Il ajoute que l'appellation " variable " est trompeuse puisqu'il ne s'agit pas d'un bonus qui serait fonction du travail ou des performances individuelles de l'associé au cours de l'année, mais qu'au contraire, la part variable est fixée avant même le début de l'année N et ne sera versée lors de l'année N+1 que si la trésorerie et les résultats de la structure sont suffisants, de sorte que les associés de catégorie A supportent sur un même pied d'égalité et collectivement le risque financier.
En second lieu, il fait valoir qu'après avoir porté à la connaissance de la direction, par courrier du 1er octobre 2013, sa volonté de démissionner avec effet au 31 décembre 2013, il a été convoqué par courrier du 8 novembre 2013 à une assemblée générale extraordinaire prévue le 18 novembre 2013 visant à entériner son retrait à compter du 4 novembre 2013 ; que cette assemblée générale a été annulée et qu'il a été de nouveau convoqué par courrier du 15 novembre 2013 à une assemblée générale extraordinaire le 25 novembre 2013 visant cette fois à prononcer son exclusion, au visa de l'article 11 des statuts, en raison d'une incapacité d'exercice professionnel pendant une période cumulée de 9 mois au cours d'une période totale de 12 mois. Il soutient que cette décision d'exclusion, prise avant le 31 décembre 2013, est abusive aux motifs que son exclusion a été adoptée alors même qu'il était démissionnaire ; que la notification par un associé de sa démission ne saurait constituer par essence un motif d'exclusion au prétexte qu'il ne partagerait plus l'affectio societatis ; et que la décision de l'exclure aurait eu en réalité pour finalité de le priver de sa rétrocession d'honoraires variable et de favoriser le groupe d'associés restant.
Il conteste comme inopérante la jurisprudence produite par l'intimée relative à l'abus de majorité (qui exige des actes contraires à l'intérêt social), en estimant que l'abus du droit d'exclure un associé ne se confond pas avec l'abus de majorité.

• EXTRAITS DE DONNÉES:
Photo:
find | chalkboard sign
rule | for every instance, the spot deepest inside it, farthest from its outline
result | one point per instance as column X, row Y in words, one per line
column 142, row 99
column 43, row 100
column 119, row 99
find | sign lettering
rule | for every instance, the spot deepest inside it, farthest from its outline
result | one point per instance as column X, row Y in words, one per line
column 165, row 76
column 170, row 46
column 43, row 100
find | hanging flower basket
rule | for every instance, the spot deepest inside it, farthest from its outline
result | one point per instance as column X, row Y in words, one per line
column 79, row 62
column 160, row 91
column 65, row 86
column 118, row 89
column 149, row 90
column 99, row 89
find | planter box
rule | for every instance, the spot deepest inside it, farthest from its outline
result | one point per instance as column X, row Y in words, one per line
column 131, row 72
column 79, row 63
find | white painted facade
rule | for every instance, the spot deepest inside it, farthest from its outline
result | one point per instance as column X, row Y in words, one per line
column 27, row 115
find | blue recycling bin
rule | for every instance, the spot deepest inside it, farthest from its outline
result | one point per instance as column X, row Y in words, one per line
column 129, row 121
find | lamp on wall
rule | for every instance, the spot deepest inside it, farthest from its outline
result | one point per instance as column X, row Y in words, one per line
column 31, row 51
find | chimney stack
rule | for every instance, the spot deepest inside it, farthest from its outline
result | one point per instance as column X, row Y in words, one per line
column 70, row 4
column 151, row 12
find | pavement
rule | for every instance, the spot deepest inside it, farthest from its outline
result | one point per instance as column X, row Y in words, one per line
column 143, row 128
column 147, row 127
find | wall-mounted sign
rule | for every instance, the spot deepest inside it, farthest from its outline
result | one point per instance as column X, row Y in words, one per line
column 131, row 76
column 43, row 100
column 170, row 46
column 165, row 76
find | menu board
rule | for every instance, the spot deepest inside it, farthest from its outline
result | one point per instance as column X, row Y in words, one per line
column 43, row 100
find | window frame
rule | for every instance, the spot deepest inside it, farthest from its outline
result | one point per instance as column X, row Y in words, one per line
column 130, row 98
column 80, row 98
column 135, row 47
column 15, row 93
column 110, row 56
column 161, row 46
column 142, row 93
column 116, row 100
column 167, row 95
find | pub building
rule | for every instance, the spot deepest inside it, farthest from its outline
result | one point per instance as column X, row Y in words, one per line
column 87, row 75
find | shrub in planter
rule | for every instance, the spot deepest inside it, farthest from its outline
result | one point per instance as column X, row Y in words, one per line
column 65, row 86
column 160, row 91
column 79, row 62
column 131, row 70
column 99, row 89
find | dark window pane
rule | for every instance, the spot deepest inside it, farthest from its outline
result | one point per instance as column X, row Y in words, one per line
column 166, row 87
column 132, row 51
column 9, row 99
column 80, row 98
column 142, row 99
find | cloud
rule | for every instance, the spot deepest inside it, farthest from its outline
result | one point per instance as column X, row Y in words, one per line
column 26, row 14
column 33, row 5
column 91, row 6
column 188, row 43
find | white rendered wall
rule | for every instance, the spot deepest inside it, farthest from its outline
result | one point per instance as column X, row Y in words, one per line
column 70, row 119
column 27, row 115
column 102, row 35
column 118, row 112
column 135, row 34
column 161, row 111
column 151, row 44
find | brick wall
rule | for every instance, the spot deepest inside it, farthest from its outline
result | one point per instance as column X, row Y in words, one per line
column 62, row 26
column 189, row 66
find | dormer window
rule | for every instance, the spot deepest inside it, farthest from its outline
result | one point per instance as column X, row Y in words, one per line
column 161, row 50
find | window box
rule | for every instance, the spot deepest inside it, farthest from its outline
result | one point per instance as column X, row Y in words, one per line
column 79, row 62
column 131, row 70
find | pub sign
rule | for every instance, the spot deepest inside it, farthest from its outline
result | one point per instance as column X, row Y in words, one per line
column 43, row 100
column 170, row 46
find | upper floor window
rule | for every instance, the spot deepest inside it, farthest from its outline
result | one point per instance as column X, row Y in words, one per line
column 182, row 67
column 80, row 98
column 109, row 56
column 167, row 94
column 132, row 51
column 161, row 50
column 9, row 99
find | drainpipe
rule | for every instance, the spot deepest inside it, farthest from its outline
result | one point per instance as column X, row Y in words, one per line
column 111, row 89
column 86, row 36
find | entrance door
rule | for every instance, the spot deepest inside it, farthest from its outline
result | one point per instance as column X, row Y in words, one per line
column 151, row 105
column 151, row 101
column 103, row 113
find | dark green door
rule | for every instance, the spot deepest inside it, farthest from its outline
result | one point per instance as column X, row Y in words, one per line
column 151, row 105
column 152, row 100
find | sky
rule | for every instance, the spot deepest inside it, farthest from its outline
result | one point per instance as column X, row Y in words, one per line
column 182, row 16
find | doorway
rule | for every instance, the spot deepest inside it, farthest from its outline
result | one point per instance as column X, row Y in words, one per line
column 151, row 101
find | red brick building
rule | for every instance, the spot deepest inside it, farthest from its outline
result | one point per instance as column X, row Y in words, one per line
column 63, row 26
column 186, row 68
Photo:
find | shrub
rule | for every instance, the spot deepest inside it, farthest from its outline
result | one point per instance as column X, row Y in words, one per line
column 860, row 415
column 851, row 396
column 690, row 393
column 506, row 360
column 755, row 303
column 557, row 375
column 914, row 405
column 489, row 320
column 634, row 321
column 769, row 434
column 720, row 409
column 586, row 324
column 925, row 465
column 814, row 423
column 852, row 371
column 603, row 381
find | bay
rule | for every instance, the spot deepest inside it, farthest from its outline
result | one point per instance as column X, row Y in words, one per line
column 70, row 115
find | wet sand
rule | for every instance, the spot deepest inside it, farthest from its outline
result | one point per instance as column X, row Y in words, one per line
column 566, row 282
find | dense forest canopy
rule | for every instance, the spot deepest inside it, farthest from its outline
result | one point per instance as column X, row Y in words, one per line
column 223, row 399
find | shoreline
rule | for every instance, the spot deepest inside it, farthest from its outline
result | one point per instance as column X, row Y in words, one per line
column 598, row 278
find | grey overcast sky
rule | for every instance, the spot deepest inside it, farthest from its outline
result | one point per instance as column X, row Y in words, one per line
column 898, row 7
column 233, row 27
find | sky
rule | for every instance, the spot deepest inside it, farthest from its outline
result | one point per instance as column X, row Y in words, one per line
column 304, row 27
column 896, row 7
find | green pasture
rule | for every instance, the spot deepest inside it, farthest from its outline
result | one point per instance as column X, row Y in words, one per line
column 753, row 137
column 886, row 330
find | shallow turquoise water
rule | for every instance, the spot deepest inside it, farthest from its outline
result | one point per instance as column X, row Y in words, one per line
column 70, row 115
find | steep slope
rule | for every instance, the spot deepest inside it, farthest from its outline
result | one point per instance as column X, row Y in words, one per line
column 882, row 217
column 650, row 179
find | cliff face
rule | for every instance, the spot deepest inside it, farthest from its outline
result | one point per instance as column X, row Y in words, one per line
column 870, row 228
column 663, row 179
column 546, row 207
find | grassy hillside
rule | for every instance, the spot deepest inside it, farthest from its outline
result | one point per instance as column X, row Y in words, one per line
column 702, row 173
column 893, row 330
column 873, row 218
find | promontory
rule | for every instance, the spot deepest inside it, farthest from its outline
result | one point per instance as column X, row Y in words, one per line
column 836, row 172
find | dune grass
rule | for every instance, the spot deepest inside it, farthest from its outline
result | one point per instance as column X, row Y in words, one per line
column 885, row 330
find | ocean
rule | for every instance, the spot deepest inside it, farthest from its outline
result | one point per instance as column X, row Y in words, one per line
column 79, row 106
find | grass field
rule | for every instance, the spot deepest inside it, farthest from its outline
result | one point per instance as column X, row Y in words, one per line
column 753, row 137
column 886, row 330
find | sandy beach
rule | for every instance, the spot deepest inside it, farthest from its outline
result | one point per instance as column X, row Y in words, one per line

• CONSIGNE:
Reproduisez l'extrait sur l'exclusion de l'associé, en commençant par « Il conteste comme » et en finissant par « l'abus de majorité. ». Les données ne servent à rien dans ce travail.

• CORRIGÉ:
Il conteste comme inopérante la jurisprudence produite par l'intimée relative à l'abus de majorité (qui exige des actes contraires à l'intérêt social), en estimant que l'abus du droit d'exclure un associé ne se confond pas avec l'abus de majorité.